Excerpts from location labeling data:
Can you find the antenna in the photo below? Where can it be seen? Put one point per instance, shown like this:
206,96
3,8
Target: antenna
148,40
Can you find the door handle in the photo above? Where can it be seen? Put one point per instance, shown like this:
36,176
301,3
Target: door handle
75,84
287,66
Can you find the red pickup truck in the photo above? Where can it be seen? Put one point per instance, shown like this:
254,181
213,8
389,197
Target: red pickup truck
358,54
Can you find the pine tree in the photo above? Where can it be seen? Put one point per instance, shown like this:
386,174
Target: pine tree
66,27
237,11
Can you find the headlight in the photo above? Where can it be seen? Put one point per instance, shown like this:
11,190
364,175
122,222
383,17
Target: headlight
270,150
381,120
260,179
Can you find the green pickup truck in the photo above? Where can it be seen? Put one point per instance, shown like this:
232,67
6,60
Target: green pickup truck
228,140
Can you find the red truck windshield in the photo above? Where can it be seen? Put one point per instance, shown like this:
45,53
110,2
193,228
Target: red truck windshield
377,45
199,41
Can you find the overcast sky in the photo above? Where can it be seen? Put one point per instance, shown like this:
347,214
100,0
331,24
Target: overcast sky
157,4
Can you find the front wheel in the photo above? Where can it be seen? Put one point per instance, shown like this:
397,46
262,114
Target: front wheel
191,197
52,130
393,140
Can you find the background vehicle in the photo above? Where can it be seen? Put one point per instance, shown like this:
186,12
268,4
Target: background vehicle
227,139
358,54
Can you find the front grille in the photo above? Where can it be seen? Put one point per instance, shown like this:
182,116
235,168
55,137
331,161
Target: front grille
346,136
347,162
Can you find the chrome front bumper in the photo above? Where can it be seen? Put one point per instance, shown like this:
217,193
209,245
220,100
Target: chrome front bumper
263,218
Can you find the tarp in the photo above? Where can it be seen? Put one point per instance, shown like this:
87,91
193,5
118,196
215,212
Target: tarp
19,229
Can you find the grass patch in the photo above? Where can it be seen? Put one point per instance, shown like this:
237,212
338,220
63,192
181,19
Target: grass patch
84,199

**Objective**
Please reproduce all of the records above verbatim, with every line kept unchanged.

**Answer in full**
Can you find the antenna in the photo below? Where can it be seen? Put one point per instance, shown like this:
206,96
3,8
Target: antenna
148,40
Can you find the door handle in the photo above? Where can it be seen? Put one point per instance, shown like this:
36,176
301,3
Target: door handle
75,84
287,66
Can you find the red pickup truck in the photo above? Where can it be seen? Put one point per instance, shown like this:
254,181
213,8
389,197
Target: red pickup truck
358,54
Can you find the pine tree in the photo above? Where can it be seen? Put one point per instance, shown like this:
386,174
Target: pine tree
66,27
237,11
Can you find the headlight in the photo above? Where can it be seen? Put one point per instance, shown like this:
11,190
364,175
122,222
383,17
Target: headlight
270,150
381,120
260,179
Can you find the green pickup truck in the photo above? Where can it be seen? Put one point per instance, shown like this:
232,67
6,60
Target: green pickup truck
228,140
Can you find the red truck windshield in the photo above? Where can it be seen? Put one point per instance, shown like this:
45,53
110,2
193,228
Target: red truck windshield
377,45
199,41
Can you find the overcast sky in the photo above? Where can it be seen? Put one point per instance, shown like this:
347,214
100,0
331,24
Target: overcast sky
157,4
Can you find the front wheel in the photo above? Where can it be seen? Put one point per instance, shown like this:
397,46
262,114
Target: front wheel
191,197
52,130
393,140
Can you find the background vehicle in the photo above? Where can it be seen? Put one point per instance, shown like this:
186,12
268,4
Target: background vehicle
227,139
358,54
Can you find the front grille in the photo above? Where can it be seen? Put one point per instance, shown like this:
182,116
235,168
55,137
331,161
Target: front grille
346,136
347,162
Can you find the chrome front bumper in the photo above? Where can it be seen? Put one point per instance, shown like this:
217,193
209,245
220,100
Target: chrome front bumper
263,218
Can you find the tarp in the photo above? Where can it be seen? Put one point per instance, shown like this:
87,91
193,5
118,196
215,212
Target: tarp
19,229
Can you find the grass patch in the photo above? Where can it be seen? Put one point per instance, shown like this:
237,212
338,220
63,192
181,19
Target: grass patch
84,199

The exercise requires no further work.